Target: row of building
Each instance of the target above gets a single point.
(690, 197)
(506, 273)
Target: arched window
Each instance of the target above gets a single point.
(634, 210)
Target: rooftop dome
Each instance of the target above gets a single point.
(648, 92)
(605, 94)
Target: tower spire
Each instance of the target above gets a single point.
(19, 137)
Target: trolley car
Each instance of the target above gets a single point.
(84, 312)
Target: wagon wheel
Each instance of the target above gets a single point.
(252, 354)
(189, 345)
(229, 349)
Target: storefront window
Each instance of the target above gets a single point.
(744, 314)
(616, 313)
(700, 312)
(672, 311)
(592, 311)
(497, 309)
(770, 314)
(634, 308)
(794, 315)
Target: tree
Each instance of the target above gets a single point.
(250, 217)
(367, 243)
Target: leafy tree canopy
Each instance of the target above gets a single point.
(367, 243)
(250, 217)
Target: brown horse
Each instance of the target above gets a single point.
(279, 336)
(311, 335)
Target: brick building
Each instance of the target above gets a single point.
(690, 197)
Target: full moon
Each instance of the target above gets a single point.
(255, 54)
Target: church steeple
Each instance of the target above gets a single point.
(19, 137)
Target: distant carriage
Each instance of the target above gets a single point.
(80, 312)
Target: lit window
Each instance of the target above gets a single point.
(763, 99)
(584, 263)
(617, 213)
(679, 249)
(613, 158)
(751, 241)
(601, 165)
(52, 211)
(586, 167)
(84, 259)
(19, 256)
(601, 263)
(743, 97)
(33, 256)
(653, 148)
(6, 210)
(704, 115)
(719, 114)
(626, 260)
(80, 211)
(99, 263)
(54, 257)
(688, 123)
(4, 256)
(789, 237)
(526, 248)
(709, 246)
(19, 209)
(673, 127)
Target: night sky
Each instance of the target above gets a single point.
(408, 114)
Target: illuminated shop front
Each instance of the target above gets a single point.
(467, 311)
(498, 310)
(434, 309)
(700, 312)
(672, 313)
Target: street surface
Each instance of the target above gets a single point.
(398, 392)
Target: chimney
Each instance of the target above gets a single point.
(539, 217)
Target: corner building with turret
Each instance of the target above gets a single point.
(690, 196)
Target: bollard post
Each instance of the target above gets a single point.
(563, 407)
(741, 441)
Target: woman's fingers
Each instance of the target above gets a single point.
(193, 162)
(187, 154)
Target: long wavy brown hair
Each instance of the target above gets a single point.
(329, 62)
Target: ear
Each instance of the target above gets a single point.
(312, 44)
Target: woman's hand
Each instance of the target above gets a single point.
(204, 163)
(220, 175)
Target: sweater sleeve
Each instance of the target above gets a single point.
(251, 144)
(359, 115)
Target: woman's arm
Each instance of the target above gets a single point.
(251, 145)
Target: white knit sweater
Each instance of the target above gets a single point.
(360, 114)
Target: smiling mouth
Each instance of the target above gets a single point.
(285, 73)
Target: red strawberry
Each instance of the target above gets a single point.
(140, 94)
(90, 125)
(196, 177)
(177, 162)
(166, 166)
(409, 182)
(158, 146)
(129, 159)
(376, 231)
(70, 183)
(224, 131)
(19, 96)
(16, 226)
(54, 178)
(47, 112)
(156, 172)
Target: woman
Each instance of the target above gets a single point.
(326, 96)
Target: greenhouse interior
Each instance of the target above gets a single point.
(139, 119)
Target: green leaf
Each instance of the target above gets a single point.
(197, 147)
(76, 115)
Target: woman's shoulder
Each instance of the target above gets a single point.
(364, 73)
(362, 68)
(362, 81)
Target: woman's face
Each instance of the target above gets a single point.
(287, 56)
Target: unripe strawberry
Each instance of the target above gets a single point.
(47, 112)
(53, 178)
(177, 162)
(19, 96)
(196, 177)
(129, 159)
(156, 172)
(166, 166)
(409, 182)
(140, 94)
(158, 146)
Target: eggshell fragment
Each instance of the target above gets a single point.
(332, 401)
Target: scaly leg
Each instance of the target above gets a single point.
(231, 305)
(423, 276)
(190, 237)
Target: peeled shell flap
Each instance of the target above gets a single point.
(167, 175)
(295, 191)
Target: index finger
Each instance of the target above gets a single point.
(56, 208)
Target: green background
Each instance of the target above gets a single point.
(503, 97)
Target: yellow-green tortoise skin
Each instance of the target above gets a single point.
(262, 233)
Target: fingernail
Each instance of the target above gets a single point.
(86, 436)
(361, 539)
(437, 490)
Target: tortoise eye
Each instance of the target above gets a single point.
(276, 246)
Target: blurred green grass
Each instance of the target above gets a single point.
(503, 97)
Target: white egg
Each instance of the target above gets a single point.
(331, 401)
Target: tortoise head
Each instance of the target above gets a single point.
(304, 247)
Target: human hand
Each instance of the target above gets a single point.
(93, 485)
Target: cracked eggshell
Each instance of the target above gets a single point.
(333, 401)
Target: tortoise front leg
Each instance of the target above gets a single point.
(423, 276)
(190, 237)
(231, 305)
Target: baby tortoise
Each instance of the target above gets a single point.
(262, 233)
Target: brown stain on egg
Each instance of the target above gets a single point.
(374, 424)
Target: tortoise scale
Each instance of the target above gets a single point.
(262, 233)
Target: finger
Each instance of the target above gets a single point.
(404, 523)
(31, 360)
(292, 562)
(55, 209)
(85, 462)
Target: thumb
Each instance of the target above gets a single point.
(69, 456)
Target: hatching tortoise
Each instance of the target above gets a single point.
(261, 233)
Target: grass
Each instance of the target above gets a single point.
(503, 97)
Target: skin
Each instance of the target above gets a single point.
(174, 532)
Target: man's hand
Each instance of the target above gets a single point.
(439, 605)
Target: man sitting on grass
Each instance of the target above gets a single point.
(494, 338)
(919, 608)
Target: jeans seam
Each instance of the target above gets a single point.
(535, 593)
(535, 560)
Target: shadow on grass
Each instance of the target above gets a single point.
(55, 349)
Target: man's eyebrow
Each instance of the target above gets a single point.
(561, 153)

________

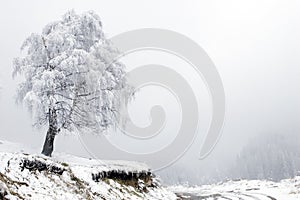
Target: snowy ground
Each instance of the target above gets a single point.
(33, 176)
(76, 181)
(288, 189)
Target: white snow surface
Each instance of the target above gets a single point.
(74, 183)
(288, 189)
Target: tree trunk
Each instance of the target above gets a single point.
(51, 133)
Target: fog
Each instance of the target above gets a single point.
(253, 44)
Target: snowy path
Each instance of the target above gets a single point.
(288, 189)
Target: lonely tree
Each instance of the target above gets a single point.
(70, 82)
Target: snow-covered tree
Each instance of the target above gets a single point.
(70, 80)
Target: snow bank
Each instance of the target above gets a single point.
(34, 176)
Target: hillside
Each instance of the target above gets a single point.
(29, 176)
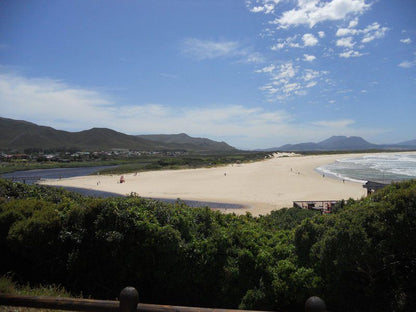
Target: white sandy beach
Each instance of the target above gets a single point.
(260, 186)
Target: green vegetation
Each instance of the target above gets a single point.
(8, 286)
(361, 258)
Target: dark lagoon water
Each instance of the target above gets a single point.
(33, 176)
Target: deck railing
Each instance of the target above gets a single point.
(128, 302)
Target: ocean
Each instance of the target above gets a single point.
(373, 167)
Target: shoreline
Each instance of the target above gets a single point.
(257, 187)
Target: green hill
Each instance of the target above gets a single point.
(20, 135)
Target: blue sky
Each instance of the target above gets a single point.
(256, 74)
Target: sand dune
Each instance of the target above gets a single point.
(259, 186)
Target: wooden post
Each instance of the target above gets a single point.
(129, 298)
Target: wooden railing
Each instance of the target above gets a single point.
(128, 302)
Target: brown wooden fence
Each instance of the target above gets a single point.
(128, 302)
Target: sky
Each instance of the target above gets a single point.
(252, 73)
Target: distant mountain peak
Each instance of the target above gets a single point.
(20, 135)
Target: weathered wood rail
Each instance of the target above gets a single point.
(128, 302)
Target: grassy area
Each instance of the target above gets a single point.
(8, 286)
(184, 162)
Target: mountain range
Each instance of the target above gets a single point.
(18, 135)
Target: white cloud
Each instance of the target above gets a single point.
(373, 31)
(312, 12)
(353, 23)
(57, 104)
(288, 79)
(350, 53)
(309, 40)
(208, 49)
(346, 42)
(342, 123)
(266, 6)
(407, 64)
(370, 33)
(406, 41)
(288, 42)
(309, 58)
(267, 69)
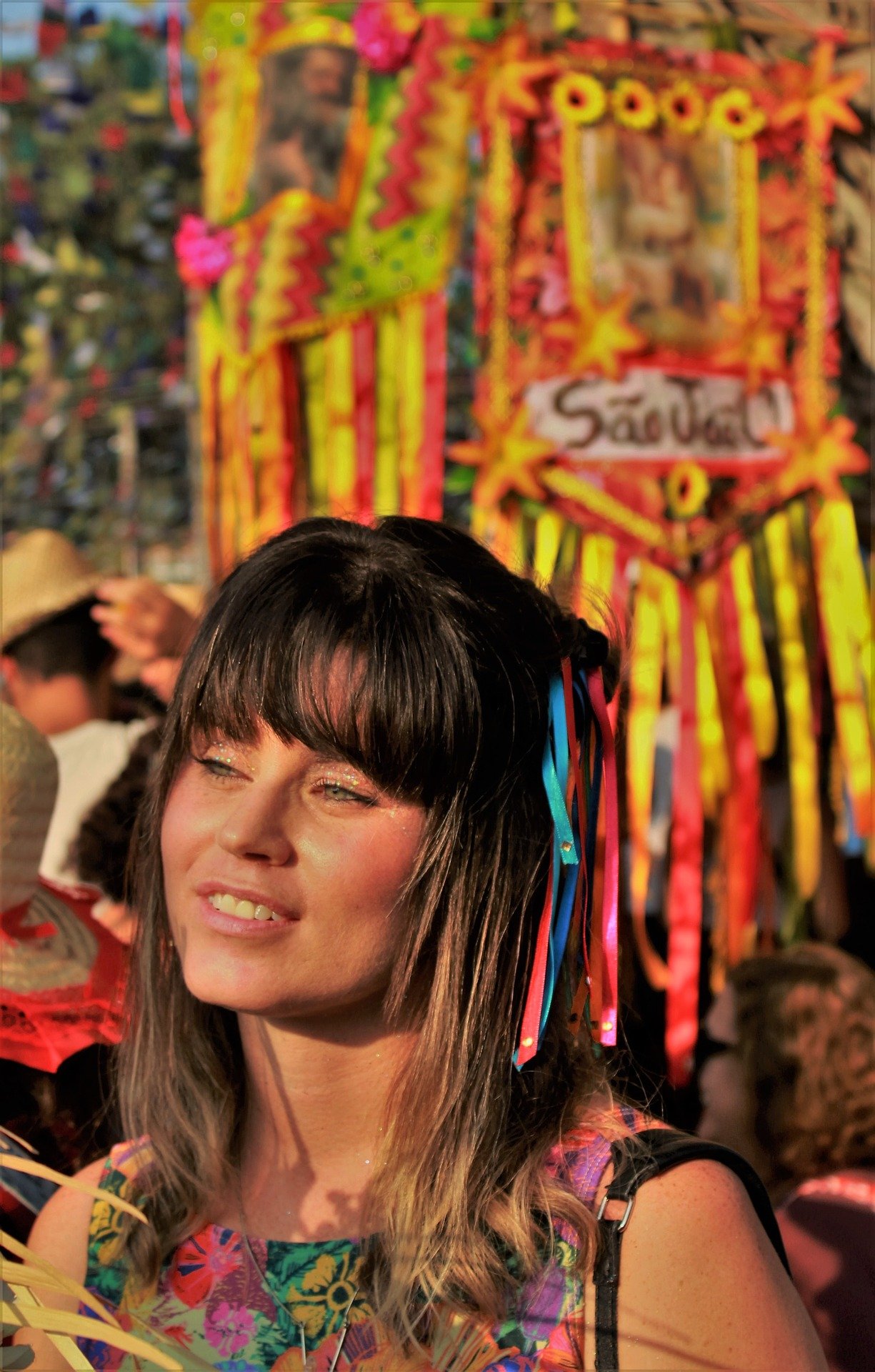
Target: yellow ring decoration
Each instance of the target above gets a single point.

________

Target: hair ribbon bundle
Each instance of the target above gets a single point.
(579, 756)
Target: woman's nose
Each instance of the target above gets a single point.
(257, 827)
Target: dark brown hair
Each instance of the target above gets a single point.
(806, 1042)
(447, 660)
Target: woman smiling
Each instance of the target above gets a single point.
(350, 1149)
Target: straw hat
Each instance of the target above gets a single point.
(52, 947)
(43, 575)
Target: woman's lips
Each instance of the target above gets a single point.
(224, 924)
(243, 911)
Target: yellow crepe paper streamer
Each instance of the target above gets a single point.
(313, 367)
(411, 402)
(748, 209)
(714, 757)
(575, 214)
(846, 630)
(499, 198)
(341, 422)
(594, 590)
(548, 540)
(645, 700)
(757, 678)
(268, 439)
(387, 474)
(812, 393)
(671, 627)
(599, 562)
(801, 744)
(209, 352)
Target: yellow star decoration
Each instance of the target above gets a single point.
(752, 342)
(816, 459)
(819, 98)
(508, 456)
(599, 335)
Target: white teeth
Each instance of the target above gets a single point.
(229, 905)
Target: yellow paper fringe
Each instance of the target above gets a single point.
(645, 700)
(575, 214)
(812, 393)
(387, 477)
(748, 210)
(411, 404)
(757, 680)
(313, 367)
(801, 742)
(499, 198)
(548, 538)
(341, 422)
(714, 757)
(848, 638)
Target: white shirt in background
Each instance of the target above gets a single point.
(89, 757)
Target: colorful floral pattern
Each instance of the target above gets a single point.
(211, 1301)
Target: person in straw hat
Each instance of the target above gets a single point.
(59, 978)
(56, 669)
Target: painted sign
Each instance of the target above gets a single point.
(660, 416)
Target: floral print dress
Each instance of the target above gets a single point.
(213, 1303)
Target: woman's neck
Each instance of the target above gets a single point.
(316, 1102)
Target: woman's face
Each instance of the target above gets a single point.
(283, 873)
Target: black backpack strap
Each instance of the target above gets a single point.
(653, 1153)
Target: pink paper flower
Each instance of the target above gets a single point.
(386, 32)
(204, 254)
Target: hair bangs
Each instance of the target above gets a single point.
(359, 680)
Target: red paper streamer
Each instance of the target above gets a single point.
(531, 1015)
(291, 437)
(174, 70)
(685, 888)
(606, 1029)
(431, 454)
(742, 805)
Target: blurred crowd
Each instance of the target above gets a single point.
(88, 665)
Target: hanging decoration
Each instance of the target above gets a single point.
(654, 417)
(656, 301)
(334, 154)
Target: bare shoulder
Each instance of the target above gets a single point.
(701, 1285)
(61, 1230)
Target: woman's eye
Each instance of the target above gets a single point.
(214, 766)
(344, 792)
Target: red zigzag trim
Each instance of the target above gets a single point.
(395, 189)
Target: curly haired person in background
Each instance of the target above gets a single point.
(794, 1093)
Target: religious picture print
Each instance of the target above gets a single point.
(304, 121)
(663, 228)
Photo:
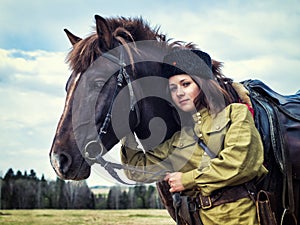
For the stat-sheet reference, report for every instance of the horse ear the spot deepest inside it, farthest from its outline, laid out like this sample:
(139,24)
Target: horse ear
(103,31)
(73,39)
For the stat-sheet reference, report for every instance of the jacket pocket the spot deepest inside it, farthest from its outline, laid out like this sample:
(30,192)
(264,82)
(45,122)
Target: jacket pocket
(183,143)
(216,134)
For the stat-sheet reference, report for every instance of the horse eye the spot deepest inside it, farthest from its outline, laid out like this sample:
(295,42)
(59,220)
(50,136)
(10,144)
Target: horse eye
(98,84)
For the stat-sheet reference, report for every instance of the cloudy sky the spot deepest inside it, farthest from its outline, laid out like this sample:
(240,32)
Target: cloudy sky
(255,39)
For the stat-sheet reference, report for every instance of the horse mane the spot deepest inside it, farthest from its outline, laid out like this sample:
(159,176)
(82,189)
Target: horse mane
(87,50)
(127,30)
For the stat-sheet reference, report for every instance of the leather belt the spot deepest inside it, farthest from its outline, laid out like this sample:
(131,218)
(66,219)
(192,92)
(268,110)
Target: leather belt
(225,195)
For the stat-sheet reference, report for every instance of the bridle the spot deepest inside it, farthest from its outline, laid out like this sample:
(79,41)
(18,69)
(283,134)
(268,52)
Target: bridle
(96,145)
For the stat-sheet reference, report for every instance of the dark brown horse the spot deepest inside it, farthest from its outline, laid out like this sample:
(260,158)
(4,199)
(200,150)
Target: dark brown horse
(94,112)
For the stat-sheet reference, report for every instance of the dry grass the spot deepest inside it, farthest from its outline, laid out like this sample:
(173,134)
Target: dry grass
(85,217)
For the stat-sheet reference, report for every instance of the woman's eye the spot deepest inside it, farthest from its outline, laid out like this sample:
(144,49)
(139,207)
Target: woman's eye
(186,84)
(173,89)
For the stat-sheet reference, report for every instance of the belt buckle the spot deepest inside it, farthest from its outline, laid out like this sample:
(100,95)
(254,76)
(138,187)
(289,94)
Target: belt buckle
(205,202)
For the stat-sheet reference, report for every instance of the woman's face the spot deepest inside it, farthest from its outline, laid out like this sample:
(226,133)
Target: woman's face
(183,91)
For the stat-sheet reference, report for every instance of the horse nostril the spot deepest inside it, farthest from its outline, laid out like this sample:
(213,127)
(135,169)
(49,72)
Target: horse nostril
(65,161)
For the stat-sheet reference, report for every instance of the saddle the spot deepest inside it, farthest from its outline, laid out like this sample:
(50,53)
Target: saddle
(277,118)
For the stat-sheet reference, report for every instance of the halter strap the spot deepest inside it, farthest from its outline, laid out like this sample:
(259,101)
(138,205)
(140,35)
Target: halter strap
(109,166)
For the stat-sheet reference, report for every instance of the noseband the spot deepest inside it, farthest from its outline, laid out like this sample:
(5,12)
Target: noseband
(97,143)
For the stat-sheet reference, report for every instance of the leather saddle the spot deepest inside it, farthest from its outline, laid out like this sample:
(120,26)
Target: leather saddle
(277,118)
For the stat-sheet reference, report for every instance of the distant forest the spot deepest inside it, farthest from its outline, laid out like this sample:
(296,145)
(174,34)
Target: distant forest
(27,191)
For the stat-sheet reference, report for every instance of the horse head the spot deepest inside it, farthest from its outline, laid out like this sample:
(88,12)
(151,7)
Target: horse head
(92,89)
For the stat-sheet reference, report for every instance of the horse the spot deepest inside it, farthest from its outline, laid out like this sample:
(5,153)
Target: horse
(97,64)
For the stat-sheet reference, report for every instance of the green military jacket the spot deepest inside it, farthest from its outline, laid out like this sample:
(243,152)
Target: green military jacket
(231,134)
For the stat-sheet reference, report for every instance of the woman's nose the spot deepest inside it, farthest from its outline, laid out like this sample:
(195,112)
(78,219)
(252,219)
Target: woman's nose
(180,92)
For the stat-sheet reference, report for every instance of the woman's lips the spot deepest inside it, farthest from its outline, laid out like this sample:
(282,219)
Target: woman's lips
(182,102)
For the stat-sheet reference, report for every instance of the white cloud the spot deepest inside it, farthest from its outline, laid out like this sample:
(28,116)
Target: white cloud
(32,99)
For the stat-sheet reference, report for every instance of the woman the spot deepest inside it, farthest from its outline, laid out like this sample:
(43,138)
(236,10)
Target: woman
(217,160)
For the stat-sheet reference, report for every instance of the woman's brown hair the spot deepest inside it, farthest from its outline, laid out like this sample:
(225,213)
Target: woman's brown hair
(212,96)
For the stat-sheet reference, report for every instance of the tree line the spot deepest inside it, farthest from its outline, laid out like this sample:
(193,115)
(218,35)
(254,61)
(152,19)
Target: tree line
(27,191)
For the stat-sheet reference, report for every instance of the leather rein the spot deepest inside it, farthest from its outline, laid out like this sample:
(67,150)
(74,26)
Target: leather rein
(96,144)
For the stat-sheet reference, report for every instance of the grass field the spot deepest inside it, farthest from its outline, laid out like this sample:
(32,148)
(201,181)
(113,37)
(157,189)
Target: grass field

________

■ What is required ■
Search each line of the data above for "eggshell", and copy the lines where it occurs.

■ Output of the task ■
Target: eggshell fragment
Target: cracked eggshell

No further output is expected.